═════ Dataset excerpts

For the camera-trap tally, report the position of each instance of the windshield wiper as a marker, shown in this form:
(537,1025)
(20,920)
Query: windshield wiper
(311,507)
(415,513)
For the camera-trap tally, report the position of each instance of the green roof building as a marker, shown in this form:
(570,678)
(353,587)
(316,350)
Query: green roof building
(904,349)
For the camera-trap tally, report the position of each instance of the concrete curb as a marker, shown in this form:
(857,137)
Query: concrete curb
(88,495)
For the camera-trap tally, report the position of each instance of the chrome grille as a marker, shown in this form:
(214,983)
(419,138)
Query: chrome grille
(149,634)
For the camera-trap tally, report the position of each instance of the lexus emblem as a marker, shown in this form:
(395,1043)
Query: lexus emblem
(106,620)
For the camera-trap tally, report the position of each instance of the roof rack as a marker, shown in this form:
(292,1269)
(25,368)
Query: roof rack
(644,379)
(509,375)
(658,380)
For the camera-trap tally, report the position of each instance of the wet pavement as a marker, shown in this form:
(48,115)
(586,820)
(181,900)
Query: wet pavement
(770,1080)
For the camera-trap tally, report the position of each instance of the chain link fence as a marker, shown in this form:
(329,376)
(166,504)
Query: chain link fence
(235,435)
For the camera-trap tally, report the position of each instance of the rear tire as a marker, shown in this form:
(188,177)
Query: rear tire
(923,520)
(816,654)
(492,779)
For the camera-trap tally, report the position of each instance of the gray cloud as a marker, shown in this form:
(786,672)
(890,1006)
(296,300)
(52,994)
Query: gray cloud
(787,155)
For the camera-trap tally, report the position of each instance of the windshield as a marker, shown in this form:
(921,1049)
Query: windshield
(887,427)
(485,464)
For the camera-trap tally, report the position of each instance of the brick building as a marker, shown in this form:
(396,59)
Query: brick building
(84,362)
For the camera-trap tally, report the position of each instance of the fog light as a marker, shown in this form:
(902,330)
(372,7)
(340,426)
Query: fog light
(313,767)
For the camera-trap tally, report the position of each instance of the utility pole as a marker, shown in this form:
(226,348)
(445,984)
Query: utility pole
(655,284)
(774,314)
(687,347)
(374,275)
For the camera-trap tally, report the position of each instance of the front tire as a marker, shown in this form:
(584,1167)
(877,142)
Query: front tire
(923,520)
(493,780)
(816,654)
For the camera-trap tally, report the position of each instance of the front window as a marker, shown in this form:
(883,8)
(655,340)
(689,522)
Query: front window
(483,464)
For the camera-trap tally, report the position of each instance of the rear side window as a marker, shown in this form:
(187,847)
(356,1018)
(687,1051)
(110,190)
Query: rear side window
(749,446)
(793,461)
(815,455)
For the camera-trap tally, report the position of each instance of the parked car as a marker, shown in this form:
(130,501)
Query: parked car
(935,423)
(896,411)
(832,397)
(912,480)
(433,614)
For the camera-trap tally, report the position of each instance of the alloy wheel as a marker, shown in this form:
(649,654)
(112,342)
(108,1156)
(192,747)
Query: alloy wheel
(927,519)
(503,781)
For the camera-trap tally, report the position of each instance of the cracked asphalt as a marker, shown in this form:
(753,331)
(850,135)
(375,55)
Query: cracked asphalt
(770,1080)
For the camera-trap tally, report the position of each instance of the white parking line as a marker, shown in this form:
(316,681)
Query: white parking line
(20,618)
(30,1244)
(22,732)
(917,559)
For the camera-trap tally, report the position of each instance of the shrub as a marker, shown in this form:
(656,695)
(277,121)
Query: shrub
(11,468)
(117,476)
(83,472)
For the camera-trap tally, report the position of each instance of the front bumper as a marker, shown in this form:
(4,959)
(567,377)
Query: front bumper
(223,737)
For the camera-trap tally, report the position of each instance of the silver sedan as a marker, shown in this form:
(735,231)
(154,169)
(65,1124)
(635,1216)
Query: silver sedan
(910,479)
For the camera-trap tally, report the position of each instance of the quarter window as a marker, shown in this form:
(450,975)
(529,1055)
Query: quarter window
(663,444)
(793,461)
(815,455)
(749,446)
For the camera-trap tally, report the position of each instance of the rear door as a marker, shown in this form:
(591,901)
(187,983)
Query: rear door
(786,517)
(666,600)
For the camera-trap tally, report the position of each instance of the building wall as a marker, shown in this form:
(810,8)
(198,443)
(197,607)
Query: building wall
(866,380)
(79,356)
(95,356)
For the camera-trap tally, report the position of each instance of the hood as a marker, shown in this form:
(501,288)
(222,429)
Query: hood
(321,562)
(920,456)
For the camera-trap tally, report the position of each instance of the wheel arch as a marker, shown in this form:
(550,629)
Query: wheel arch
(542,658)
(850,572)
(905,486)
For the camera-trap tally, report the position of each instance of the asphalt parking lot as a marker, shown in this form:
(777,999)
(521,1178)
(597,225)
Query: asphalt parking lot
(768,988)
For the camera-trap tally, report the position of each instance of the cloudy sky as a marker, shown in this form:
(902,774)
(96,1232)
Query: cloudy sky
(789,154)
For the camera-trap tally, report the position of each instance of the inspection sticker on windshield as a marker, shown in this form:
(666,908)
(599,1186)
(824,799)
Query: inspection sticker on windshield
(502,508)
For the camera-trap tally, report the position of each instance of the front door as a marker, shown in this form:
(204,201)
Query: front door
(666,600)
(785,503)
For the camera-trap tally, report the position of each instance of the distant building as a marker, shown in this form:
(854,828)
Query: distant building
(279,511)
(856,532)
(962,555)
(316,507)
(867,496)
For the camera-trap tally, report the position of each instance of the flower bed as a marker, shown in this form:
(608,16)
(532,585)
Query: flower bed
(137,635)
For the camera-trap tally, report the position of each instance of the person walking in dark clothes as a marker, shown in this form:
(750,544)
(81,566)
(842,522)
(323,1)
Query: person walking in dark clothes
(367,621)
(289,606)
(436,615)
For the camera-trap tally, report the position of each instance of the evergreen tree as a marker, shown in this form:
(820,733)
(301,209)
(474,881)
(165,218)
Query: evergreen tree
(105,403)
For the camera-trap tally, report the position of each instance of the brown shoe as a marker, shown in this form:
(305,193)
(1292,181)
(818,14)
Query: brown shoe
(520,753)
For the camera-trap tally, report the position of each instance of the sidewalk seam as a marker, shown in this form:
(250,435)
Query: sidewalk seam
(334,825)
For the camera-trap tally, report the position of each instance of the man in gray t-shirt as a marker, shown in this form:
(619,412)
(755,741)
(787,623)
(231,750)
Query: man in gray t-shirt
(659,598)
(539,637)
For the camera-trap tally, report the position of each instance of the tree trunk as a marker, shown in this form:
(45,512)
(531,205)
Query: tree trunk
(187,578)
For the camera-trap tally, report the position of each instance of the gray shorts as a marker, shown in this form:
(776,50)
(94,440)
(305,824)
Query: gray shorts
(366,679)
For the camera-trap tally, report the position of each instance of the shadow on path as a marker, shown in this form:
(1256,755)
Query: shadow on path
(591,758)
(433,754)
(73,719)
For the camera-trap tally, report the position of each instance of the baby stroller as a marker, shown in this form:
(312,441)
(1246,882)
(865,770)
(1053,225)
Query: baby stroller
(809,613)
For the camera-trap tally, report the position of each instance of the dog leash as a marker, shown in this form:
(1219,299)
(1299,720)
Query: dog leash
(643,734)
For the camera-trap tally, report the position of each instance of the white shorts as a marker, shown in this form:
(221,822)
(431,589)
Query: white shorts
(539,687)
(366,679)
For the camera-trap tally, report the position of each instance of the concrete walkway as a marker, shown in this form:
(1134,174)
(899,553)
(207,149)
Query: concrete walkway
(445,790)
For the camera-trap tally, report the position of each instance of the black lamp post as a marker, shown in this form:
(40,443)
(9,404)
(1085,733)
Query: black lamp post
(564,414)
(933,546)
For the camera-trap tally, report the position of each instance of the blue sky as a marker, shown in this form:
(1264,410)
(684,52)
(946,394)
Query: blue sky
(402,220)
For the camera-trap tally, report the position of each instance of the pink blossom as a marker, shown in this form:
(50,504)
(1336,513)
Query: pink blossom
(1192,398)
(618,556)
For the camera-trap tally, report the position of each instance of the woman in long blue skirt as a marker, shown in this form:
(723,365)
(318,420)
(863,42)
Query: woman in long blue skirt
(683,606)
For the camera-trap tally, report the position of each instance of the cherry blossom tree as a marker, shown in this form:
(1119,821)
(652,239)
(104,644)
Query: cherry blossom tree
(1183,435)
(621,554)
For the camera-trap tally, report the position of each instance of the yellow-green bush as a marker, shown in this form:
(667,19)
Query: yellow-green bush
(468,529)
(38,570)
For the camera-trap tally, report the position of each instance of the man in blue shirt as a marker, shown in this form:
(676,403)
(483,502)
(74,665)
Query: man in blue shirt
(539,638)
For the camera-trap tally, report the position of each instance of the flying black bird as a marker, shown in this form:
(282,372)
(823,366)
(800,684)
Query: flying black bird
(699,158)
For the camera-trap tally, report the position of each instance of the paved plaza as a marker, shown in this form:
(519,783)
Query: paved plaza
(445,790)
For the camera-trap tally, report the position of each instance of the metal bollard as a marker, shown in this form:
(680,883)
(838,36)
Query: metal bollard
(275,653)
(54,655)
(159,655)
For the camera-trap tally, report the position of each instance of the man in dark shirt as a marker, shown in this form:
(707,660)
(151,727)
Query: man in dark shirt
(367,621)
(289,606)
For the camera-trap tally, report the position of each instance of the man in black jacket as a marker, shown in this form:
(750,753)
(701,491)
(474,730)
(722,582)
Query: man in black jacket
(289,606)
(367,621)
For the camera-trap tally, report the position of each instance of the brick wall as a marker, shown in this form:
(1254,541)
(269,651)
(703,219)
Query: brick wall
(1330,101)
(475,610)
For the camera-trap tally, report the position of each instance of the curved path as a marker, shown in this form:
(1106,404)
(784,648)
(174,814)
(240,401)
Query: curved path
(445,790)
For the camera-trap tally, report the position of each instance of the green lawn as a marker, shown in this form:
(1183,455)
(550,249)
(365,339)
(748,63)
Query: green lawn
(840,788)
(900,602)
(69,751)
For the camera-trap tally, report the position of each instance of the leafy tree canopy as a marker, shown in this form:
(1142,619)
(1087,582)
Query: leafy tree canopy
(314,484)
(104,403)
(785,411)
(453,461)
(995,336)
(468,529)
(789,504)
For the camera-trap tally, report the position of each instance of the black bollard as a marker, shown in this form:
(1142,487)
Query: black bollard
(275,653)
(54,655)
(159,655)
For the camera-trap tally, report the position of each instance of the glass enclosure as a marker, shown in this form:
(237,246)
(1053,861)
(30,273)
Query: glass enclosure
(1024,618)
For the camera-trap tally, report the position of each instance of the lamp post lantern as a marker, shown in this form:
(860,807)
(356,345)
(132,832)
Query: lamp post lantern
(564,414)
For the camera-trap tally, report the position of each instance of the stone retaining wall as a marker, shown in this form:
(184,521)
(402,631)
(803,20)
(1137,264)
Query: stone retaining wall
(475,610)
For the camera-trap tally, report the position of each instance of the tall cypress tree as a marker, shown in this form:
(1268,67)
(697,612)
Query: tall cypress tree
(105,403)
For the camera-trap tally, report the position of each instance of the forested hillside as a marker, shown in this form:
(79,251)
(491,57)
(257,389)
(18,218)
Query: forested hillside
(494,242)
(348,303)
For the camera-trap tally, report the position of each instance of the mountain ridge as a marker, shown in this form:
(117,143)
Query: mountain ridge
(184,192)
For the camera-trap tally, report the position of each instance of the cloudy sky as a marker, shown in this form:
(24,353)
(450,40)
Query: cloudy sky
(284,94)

══════════

◆ **Task item**
Look above for the line that contains "Query: flying black bird". Starting there, transcribe every line exactly until you have copied the line that contains "the black bollard".

◆ **Worked solution**
Query: flying black bird
(699,158)
For the camera-trap tally, report the position of each instance of the paved plaza as a marker, shown in this form:
(519,783)
Query: paved plaza
(445,790)
For the camera-trap tally, report the position of each instance of the metal bollard as a marker, shown in this form:
(680,883)
(838,36)
Query: metal bollard
(275,653)
(54,655)
(159,655)
For the camera-trap tally, report the position of each instance of the man in dark shirt as a marker, shown in this form:
(707,660)
(151,727)
Query: man in dark shirt
(367,621)
(289,606)
For the camera-trap tally, report the position of each instance of the man in black jacket as a marker, shown in this form:
(750,753)
(701,491)
(474,730)
(722,582)
Query: man in black jacket
(289,606)
(367,621)
For the camera-trap tally, report the position of each instance of the brick wall as a marker, shown in this form:
(1254,541)
(269,651)
(703,219)
Query: brick wall
(1330,101)
(475,610)
For the camera-trap tally, report the position of each instance of the curved path as a marker, shown in this form:
(1106,404)
(784,648)
(174,814)
(240,401)
Query: curved path
(445,790)
For the camera-trap tally, report the position of each instance of the green lawn as a marker, shown in this form:
(1183,455)
(550,249)
(365,339)
(748,63)
Query: green lawn
(840,788)
(900,602)
(69,751)
For the camera-trap tally, report the position of each instance of the leafy tree canopy as a marker, shown in this form:
(1142,619)
(1087,582)
Query: leafy tree canopy
(314,484)
(104,403)
(785,411)
(453,461)
(995,336)
(468,529)
(789,504)
For the camera-trap tally, report the position of each instance of the black bollard as a marker, shown in this form:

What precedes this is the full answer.